The plot is also masterfully told - and there was such affection in the characterizations (I especially loved the kids fighting, heh). The portrayal of magic was VERY English magic, and I now see Lewis's work(s) as a direct ancestor to lots of other stuff: Jonathan Strange & Mr Norell, Lev Grossman's books, Philip Pullman's. Mystical woods. Women in ponds as systems of government. Fairies and the name “Fey” and strong Druidy vibes of a pre-industrial rustic Albion.
Another great thing about the audiobook is, of course, Kenneth Branagh's masterful performance. If I had to describe peak Kenneth Branagh, it would be VERY C.S. Lewis-y: he's a real master of his craft, and his performances are always so clear, humanizing, affectionate, resonant and FLOWING WITH GOLDEN GLOW. Branagh doing this audiobook was likewise touched by, ahem, HIS GENIUS with voices and characters and performance. Every character was distinct, none were caricatures (well, maybe Uncle Andrew the crappy magician, but that guy was kind of a joke anyway). He also did something I appreciated: he DIDN'T modulate his voice in the “typical male narrator reading a female character” way - now that I listen to audiobooks so much, I've noticed a trend where the way male narrators portray women's speech is by going wispy and breathy, and the way female narrators portray men's speech is by going croaky. It's so weird! Thank God, Branagh doesn't do that - he just reads the evil queen like some badass evil queen. And Aslan like God, of course, HAAAA. And the kids as kids! He's so good. Here's one moment of peak Branagh: “Then will he strip his sleeve and show his scars, and say ‘These wounds I had on Crispin's day.'“
And SPEAKING of English-Magick fantasies from 1950s authors, this reminds me of how wonderful T.H. White's The Once and Future King was, and SUCH GOOD VALUES. It merits a re-read. Anyway, this was wonderful.
in booming Aslan voice GO FORTH, SON OF ADAM, DAUGHTER OF EVE, AND DOWNLOAD IT FROM YOUR LIBRARY APP.
Alas, such a bummer, but I couldn't finish this.
━━━━━━
Return the part of the audiobook review between "The plot is" and "pre-industrial rustic Albion.", inclusive, copied word for word.

◆ Source information ◆
━━━━━━
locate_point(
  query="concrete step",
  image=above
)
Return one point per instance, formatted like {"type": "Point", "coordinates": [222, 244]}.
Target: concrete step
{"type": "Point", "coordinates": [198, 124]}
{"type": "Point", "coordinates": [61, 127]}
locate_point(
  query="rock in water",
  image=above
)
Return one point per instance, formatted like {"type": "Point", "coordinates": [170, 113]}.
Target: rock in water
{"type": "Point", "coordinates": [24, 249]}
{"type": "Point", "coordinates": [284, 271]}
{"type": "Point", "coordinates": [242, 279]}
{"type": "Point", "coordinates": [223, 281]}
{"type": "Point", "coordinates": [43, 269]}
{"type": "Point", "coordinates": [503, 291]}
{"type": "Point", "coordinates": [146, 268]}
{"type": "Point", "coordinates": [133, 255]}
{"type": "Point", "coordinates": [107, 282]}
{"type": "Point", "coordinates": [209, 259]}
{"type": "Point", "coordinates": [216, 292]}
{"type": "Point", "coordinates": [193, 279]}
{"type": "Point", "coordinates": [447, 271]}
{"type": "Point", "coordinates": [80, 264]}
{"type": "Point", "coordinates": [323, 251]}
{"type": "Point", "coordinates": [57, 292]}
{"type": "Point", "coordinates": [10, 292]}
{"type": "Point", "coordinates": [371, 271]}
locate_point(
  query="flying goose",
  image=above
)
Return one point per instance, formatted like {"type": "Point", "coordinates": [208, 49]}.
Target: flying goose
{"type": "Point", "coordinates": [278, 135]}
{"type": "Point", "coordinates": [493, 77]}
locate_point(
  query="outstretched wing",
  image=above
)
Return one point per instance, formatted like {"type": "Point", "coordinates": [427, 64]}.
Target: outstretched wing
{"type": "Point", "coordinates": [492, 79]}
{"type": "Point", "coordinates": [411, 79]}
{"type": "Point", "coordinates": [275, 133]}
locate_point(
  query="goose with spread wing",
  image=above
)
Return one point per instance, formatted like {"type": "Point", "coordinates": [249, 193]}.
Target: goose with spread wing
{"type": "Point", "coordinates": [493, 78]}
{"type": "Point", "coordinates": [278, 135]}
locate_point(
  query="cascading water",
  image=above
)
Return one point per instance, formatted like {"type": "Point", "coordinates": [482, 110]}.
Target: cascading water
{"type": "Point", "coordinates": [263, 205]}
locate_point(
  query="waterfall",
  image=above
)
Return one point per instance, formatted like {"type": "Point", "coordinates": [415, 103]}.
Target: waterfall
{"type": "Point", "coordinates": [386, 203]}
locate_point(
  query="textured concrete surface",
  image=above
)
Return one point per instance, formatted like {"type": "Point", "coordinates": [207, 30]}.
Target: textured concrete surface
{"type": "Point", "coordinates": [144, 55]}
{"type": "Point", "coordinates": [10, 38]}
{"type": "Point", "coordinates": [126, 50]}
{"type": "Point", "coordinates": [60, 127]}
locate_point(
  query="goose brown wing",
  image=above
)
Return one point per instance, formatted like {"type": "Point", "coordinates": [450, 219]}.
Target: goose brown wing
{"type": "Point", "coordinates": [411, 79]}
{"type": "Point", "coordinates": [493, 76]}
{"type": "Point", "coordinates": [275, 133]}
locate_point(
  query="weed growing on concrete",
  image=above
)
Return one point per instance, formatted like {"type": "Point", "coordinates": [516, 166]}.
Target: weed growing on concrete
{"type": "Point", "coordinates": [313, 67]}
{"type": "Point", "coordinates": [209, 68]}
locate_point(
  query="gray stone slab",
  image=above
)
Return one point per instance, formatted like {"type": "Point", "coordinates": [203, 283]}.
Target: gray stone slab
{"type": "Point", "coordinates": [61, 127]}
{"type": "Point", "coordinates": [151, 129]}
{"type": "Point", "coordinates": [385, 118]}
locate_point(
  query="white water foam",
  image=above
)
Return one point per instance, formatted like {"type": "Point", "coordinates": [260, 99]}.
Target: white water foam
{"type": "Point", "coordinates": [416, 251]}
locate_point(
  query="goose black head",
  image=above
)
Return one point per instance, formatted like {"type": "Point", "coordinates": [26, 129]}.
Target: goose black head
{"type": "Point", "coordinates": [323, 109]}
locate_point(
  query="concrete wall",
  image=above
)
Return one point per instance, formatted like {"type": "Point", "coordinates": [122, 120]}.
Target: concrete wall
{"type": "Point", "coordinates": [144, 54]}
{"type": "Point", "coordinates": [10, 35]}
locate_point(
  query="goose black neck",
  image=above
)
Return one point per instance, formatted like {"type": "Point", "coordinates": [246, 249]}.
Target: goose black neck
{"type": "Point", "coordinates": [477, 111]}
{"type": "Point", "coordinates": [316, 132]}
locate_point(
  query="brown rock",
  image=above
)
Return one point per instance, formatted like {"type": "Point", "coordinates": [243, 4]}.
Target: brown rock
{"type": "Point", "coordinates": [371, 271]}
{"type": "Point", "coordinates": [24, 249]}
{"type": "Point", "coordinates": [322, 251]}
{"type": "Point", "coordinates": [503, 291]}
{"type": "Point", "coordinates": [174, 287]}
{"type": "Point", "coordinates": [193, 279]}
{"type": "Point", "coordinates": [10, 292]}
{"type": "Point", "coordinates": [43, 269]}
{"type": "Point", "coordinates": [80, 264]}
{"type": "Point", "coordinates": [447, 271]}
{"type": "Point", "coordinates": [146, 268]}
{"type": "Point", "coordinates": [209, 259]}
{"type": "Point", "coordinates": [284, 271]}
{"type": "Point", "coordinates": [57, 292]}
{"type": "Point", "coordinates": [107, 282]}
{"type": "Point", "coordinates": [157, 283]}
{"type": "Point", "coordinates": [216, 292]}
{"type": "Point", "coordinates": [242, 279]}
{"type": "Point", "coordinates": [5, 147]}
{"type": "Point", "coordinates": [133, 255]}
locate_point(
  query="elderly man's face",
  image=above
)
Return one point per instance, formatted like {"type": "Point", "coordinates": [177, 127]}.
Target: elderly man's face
━━━━━━
◆ Exercise response ◆
The plot is also masterfully told - and there was such affection in the characterizations (I especially loved the kids fighting, heh). The portrayal of magic was VERY English magic, and I now see Lewis's work(s) as a direct ancestor to lots of other stuff: Jonathan Strange & Mr Norell, Lev Grossman's books, Philip Pullman's. Mystical woods. Women in ponds as systems of government. Fairies and the name “Fey” and strong Druidy vibes of a pre-industrial rustic Albion.